- **AIM OF THE EXERCISE**
Retype the entries exactly, keeping every line intact.

Source records
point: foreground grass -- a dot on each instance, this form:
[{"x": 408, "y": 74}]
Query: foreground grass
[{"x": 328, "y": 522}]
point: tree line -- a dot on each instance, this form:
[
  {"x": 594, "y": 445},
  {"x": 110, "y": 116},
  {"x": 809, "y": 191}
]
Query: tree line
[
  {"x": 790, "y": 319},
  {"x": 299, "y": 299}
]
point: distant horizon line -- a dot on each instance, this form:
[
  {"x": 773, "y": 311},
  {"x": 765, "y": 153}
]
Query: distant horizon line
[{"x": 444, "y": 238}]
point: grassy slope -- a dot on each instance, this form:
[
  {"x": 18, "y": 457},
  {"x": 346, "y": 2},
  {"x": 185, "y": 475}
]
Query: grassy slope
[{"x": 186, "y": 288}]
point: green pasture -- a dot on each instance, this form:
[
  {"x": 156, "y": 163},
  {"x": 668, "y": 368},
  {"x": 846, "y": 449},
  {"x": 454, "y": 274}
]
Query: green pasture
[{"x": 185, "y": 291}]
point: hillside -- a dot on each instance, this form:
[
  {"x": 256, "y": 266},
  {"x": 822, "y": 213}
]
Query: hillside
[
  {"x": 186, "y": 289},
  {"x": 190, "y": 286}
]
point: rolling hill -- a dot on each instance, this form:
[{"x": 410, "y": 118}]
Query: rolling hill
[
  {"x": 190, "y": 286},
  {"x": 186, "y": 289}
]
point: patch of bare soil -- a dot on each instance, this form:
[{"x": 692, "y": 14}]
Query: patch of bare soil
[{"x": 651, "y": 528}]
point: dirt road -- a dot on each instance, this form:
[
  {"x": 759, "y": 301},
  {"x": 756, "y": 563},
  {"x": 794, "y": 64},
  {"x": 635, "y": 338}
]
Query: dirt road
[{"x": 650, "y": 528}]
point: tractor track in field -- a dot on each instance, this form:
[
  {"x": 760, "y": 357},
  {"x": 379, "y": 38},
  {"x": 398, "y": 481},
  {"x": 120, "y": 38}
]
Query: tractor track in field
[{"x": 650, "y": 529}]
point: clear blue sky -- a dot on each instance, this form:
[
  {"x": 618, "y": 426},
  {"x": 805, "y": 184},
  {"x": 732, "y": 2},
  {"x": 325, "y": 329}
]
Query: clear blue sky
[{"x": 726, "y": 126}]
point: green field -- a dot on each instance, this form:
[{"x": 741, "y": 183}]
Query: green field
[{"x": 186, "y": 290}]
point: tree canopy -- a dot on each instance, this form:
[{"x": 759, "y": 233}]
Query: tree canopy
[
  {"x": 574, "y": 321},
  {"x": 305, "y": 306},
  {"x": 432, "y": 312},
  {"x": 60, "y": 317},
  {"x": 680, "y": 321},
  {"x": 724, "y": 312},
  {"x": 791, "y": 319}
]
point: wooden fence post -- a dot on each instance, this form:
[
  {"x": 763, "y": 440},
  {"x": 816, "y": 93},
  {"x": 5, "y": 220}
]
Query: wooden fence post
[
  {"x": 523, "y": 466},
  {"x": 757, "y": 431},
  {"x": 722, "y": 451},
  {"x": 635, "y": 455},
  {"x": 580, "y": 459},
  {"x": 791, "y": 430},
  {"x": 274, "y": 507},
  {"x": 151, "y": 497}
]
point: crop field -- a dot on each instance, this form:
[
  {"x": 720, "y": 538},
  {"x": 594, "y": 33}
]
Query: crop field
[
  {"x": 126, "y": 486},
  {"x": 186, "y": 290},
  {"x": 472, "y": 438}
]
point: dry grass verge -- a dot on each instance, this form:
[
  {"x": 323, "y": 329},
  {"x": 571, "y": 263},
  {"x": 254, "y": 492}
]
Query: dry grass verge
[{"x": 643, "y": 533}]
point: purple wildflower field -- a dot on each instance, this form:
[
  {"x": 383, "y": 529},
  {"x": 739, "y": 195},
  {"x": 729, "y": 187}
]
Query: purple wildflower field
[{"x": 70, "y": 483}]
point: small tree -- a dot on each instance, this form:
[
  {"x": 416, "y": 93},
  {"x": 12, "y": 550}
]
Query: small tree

- **EXERCISE SOLUTION**
point: foreground grass -- a dot on each instance, this form:
[{"x": 408, "y": 74}]
Query: foreground grass
[{"x": 328, "y": 522}]
point: tree line -- a dot on each instance, this form:
[
  {"x": 594, "y": 445},
  {"x": 110, "y": 116},
  {"x": 809, "y": 191}
]
Query: tree line
[
  {"x": 790, "y": 319},
  {"x": 299, "y": 299}
]
point: distant horizon line -- a dot on each instance, this form:
[
  {"x": 773, "y": 311},
  {"x": 765, "y": 153}
]
Query: distant horizon line
[{"x": 444, "y": 238}]
point: grassy slope -- a dot on each instance, this form:
[
  {"x": 18, "y": 457},
  {"x": 346, "y": 2},
  {"x": 185, "y": 475}
]
Query: grassy slope
[{"x": 186, "y": 288}]
point: green pasture -- a dot on each instance, this form:
[
  {"x": 156, "y": 163},
  {"x": 668, "y": 368},
  {"x": 846, "y": 449},
  {"x": 454, "y": 274}
]
Query: green pasture
[{"x": 185, "y": 291}]
point: hillside -- a dot on each instance, this form:
[
  {"x": 256, "y": 266},
  {"x": 822, "y": 213}
]
Query: hillside
[
  {"x": 186, "y": 289},
  {"x": 190, "y": 286}
]
point: rolling hill -- a dot on each instance, this form:
[{"x": 410, "y": 118}]
Query: rolling hill
[
  {"x": 190, "y": 286},
  {"x": 186, "y": 289}
]
point: patch of bare soil -- a dot on each instance, this form:
[{"x": 692, "y": 14}]
Query: patch of bare soil
[{"x": 651, "y": 528}]
point: dirt road -- a dot on each instance, this form:
[
  {"x": 759, "y": 301},
  {"x": 756, "y": 563},
  {"x": 794, "y": 64},
  {"x": 635, "y": 338}
]
Query: dirt road
[{"x": 650, "y": 528}]
point: tractor track in field -- a dot on each instance, this form:
[
  {"x": 760, "y": 357},
  {"x": 379, "y": 38},
  {"x": 398, "y": 481},
  {"x": 120, "y": 38}
]
Query: tractor track in field
[{"x": 650, "y": 529}]
point: clear blue sky -- a dot on each instance, this form:
[
  {"x": 618, "y": 426},
  {"x": 805, "y": 184},
  {"x": 732, "y": 2},
  {"x": 325, "y": 329}
]
Query: clear blue sky
[{"x": 726, "y": 126}]
point: green field -- a dot on each instance, this form:
[{"x": 741, "y": 183}]
Query: green field
[{"x": 186, "y": 290}]
point: tree canopy -- a dot on each instance, this form:
[{"x": 759, "y": 233}]
Query: tree canopy
[
  {"x": 574, "y": 321},
  {"x": 305, "y": 306},
  {"x": 432, "y": 312},
  {"x": 60, "y": 317},
  {"x": 680, "y": 321},
  {"x": 724, "y": 312},
  {"x": 791, "y": 319}
]
point: wooden fence post -- a dot on each instance, this form:
[
  {"x": 763, "y": 440},
  {"x": 816, "y": 93},
  {"x": 5, "y": 220}
]
Query: wooden fence post
[
  {"x": 523, "y": 466},
  {"x": 757, "y": 431},
  {"x": 722, "y": 451},
  {"x": 635, "y": 455},
  {"x": 580, "y": 459},
  {"x": 791, "y": 430},
  {"x": 274, "y": 507},
  {"x": 151, "y": 497}
]
point: crop field -- a dot on each instance, this form:
[
  {"x": 720, "y": 538},
  {"x": 594, "y": 33}
]
Query: crop field
[
  {"x": 126, "y": 486},
  {"x": 186, "y": 290},
  {"x": 472, "y": 438}
]
point: dry grass verge -- a dot on each instance, this form:
[
  {"x": 323, "y": 329},
  {"x": 571, "y": 263},
  {"x": 254, "y": 492}
]
Query: dry grass verge
[{"x": 643, "y": 533}]
point: purple wildflower field -- a dot on each instance, this form:
[
  {"x": 383, "y": 529},
  {"x": 739, "y": 195},
  {"x": 729, "y": 187}
]
Query: purple wildflower field
[{"x": 70, "y": 483}]
point: small tree -- a dot on each instance, this form:
[
  {"x": 416, "y": 93},
  {"x": 12, "y": 550}
]
Query: small tree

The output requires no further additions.